Exercise goal:
Transcribe the lines from the start of the data below through the line with "as (75, 63).", word for word and nothing more.
--- Source records ---
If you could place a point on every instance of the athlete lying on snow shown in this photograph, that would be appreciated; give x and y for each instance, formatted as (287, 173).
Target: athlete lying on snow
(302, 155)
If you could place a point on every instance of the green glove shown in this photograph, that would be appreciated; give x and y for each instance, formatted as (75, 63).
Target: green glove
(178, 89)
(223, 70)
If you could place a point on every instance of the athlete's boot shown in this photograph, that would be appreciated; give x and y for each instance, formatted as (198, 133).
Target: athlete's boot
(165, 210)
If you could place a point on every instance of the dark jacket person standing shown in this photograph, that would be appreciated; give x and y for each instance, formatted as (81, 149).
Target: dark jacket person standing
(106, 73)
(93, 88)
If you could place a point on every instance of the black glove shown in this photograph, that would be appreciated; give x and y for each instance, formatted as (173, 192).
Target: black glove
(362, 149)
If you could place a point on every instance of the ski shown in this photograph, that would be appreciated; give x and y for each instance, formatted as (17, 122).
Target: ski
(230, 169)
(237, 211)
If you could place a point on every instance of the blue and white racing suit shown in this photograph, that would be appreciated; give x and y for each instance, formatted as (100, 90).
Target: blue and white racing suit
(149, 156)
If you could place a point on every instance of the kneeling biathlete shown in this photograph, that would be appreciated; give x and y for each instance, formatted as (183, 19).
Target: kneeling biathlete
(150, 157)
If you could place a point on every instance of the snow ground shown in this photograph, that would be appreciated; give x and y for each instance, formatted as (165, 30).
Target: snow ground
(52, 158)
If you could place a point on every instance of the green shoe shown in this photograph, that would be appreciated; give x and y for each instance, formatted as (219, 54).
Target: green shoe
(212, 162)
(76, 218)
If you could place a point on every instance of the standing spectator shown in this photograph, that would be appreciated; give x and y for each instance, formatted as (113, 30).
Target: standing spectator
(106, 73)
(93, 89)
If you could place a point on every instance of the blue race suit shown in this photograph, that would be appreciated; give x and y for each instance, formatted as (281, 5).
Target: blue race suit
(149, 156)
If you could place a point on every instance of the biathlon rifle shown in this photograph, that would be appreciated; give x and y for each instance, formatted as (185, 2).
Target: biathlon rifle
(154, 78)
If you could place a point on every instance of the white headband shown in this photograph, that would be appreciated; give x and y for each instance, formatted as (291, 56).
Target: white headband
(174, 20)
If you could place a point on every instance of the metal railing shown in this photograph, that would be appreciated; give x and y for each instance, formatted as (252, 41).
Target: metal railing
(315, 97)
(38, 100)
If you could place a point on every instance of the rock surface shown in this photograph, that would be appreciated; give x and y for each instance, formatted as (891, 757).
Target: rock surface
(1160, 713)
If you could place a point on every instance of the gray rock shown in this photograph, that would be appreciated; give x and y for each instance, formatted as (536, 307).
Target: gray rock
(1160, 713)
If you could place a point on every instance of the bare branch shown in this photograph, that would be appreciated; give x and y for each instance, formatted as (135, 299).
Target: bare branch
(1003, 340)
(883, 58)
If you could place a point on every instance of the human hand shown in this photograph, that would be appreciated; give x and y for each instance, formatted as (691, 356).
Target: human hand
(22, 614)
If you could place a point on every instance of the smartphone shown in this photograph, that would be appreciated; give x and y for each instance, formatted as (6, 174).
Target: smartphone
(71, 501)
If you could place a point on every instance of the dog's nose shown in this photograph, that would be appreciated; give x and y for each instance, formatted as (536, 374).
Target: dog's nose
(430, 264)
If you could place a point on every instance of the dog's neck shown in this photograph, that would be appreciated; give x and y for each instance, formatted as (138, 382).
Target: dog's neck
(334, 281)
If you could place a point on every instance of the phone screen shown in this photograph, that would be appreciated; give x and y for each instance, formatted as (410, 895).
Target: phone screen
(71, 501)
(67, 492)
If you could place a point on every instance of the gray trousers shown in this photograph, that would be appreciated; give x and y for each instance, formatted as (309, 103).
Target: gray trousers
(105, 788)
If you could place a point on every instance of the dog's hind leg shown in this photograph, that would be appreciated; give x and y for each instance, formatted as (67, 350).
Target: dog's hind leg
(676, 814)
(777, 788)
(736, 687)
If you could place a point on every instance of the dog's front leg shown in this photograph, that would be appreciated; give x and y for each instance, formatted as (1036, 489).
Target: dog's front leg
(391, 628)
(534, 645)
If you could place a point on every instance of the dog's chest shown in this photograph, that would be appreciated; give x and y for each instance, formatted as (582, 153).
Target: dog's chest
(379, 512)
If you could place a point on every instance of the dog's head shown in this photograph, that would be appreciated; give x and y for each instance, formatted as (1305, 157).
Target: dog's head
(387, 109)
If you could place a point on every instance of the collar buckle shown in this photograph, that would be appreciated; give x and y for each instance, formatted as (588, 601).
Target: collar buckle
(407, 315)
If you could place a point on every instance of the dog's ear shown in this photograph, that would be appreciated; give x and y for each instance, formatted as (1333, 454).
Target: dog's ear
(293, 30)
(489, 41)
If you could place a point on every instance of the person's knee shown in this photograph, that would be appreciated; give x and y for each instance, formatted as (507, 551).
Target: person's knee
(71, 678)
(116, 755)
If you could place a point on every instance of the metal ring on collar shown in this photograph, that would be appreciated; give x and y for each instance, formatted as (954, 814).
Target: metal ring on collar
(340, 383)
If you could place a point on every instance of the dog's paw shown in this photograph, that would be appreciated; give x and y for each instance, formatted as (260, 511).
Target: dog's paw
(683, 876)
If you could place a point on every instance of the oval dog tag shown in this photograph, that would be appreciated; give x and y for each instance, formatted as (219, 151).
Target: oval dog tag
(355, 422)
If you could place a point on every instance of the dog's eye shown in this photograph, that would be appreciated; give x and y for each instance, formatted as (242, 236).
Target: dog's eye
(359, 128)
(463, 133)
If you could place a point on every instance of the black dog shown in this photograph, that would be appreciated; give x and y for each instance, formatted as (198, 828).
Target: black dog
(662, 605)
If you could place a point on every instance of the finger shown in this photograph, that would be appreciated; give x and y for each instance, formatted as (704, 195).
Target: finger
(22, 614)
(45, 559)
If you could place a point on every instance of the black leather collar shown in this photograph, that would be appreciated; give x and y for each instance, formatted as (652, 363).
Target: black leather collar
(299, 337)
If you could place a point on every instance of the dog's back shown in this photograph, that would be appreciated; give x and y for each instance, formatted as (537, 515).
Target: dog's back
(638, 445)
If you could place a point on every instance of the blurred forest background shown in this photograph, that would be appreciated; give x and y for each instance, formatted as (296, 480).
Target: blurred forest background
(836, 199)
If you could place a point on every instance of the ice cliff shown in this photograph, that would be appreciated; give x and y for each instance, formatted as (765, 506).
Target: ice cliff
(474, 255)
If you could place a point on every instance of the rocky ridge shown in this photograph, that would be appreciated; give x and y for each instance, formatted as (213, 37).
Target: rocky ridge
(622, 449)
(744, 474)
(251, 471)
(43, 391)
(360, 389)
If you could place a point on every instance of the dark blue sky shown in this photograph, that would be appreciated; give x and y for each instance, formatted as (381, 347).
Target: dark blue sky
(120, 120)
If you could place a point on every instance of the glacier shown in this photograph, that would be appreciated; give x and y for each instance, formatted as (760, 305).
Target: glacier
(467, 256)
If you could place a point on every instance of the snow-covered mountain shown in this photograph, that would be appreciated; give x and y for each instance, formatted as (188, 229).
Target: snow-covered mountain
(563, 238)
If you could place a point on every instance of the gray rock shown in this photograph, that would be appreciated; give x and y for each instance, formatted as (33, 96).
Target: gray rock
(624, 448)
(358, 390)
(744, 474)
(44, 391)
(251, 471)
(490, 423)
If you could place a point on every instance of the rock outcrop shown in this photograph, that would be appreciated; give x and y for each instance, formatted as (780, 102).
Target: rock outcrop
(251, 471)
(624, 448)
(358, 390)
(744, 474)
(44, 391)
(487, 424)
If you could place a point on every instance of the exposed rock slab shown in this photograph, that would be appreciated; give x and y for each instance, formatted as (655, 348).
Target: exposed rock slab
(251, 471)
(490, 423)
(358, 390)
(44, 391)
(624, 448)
---
Solution to this exercise:
If you could place a point on every instance of the athlete lying on snow shown in this photograph, that would be appreciated; give x and y for each instance, formatted as (287, 173).
Target: athlete lying on snow
(302, 155)
If you could place a point on every instance of the green glove shown in this photograph, that would be appreciated; give x and y for each instance, formatted as (75, 63).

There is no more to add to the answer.